## Selected excerpt

Indenting replies-to-replies is the most obvious way to thread responses. But it would take some major thought, starting with "do we really like this comment window stuck over a narrow part of our main column" and "what if some bozo purposely posts replies ten-deep."
Or, we can call in the kluge-meister who proposes, "why don't we leave all the replies and responses at the same (confusing) level but automatically add "@name" to every reply? Brilliant. And it looks so social media-y.
I'm glad to see I'm not the only one to erase them before commenting.
Martin,
Auto-adding "@name" is not only obnoxious; given the problems of the current system it is counter-productive. It encourages people to click "reply" on the post in a thread to which they want to reply. In a better system, that's exactly what they should do; in this system, doing so at best shows posts out of order (replies to replies) and at worst causes posts to disappear (4 or more replies to the thread-start). Instead of solving the reply problem, they have exacerbated it.
@me
I should really add a "thanks, Times, for fixing a bunch of stuff" response to my "get off my lawn" reply. I think (hope) the Thread Temporal Randomizer has been turned off (in honor of the upcoming not-male Doctor Who?).

## Stored rows
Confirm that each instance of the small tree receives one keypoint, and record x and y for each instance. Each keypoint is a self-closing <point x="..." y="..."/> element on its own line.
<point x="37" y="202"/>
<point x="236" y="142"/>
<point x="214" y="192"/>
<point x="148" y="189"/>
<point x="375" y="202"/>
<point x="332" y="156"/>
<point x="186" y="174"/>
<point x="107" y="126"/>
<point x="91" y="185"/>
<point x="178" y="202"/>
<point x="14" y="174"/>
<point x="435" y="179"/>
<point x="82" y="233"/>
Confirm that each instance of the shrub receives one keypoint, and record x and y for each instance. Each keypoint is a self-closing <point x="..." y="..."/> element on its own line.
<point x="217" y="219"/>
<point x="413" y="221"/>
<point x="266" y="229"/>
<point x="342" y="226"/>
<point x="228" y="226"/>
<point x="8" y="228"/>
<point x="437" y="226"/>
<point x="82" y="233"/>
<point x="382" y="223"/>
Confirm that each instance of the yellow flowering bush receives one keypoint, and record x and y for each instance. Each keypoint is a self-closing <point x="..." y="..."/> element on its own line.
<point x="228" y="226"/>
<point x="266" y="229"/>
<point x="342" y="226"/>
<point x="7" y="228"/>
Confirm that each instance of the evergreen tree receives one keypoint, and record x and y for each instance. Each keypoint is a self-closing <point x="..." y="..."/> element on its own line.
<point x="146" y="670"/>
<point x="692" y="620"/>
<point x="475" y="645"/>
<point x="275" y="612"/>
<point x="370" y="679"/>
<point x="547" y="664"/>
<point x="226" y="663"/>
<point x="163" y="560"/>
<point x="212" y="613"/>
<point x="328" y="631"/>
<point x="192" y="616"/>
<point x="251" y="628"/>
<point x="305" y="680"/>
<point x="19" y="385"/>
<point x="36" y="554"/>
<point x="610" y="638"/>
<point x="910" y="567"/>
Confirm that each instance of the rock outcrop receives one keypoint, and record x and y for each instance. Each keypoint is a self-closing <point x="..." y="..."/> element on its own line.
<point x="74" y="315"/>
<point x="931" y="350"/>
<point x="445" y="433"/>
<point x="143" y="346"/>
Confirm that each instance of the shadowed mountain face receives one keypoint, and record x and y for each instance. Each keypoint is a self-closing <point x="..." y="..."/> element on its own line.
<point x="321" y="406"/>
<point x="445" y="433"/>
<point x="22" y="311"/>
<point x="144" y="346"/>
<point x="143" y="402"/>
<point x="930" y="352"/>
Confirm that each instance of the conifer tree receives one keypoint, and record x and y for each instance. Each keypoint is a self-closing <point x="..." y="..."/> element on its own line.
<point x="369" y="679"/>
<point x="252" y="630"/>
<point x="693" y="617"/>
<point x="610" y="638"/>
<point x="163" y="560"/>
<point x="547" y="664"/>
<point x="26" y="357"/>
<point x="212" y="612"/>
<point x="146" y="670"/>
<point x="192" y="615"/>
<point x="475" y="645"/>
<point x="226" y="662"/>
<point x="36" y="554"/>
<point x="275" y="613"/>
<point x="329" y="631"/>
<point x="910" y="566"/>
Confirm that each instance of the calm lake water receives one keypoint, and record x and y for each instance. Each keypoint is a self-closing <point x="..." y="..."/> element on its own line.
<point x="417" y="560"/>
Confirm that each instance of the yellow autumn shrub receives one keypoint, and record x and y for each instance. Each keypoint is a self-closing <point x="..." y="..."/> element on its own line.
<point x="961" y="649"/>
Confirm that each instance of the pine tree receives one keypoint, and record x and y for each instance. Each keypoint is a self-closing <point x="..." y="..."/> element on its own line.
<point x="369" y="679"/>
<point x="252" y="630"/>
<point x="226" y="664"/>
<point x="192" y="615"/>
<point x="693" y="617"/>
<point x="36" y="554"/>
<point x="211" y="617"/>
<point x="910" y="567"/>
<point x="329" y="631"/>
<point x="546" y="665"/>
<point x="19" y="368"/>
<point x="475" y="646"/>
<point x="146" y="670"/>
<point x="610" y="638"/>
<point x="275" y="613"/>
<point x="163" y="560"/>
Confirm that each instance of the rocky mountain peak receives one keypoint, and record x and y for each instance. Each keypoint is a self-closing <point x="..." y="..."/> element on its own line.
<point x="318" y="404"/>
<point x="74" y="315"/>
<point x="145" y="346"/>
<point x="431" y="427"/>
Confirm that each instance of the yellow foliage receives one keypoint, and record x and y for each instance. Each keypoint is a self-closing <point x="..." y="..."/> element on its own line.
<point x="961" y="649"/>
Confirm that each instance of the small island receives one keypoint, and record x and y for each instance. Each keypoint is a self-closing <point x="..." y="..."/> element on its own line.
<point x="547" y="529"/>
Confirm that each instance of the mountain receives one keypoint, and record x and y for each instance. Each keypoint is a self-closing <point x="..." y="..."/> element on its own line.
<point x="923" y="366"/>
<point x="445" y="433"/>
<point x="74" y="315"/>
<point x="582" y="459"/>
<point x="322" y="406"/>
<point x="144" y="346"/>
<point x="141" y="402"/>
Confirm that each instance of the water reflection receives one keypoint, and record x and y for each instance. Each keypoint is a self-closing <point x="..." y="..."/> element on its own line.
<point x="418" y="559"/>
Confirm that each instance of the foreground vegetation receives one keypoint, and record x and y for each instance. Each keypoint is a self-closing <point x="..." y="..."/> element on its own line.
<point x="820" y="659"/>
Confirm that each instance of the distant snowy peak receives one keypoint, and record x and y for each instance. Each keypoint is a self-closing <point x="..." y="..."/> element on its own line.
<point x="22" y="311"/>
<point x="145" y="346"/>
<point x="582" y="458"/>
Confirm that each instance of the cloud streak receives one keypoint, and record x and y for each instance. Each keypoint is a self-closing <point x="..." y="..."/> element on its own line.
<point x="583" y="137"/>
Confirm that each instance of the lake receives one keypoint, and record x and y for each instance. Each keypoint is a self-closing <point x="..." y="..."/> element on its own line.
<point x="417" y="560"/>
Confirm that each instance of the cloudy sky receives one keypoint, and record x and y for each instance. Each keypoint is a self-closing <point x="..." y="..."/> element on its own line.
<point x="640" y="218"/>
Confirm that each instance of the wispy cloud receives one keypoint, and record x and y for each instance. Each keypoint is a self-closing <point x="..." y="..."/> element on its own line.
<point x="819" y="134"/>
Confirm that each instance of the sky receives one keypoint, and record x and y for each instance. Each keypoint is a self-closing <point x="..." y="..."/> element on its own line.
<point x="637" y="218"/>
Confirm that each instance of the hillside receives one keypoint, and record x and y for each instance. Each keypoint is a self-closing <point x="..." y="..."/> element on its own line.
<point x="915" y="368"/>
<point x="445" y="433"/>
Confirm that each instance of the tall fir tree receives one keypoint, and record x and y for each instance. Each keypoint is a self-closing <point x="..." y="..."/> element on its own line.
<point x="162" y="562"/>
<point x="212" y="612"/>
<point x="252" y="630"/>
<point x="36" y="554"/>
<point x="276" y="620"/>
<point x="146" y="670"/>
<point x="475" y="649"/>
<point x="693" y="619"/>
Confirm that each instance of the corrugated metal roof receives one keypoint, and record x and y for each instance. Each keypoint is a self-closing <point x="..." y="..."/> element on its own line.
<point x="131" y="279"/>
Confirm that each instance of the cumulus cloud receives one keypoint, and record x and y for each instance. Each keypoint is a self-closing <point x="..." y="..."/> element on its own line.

## Short problem
In the text on comment reply threading, what happens at best and at worst under the current system when someone clicks "reply" on a post in a thread?

## Solution for this problem
At best the posts show up out of order, and at worst posts disappear.